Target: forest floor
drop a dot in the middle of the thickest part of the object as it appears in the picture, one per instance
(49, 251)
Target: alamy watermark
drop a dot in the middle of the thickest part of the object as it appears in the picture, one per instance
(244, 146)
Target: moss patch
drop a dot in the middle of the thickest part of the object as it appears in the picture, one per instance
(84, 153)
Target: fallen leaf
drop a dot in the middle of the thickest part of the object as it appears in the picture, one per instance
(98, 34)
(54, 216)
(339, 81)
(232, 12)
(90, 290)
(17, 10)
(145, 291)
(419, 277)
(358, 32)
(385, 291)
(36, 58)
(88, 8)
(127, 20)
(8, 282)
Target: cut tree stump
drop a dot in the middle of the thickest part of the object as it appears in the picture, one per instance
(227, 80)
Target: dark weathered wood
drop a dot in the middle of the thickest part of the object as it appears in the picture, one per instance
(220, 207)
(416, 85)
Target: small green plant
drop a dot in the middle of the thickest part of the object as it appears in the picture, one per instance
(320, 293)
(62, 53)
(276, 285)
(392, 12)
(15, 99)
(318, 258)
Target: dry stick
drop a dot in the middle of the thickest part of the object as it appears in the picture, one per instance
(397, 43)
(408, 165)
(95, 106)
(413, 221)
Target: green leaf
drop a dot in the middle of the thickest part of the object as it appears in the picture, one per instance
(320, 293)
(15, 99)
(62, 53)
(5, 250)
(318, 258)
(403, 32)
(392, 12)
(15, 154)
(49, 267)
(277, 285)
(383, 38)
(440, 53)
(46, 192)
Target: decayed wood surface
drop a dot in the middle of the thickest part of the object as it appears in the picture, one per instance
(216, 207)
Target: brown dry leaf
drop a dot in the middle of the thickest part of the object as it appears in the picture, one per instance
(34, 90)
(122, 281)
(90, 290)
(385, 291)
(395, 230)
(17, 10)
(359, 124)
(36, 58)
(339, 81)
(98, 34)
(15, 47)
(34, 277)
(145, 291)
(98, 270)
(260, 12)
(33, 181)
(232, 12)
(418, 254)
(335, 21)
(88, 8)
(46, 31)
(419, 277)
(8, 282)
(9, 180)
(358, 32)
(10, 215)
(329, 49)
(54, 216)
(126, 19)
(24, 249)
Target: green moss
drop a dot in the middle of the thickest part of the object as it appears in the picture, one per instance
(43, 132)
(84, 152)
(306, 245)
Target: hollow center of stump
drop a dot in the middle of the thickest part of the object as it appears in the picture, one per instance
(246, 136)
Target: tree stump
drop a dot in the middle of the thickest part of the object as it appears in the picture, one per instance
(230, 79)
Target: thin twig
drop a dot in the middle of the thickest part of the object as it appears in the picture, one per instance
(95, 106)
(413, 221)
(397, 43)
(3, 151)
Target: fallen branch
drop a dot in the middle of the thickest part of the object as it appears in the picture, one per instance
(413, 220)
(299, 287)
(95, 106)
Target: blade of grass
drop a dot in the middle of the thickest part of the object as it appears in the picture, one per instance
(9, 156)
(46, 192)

────

» Problem requirements:
Search the data for the word "leaf" and copy each line where it appears.

» Solution:
Target: fallen leaf
Target: green leaf
Target: brown dry leaf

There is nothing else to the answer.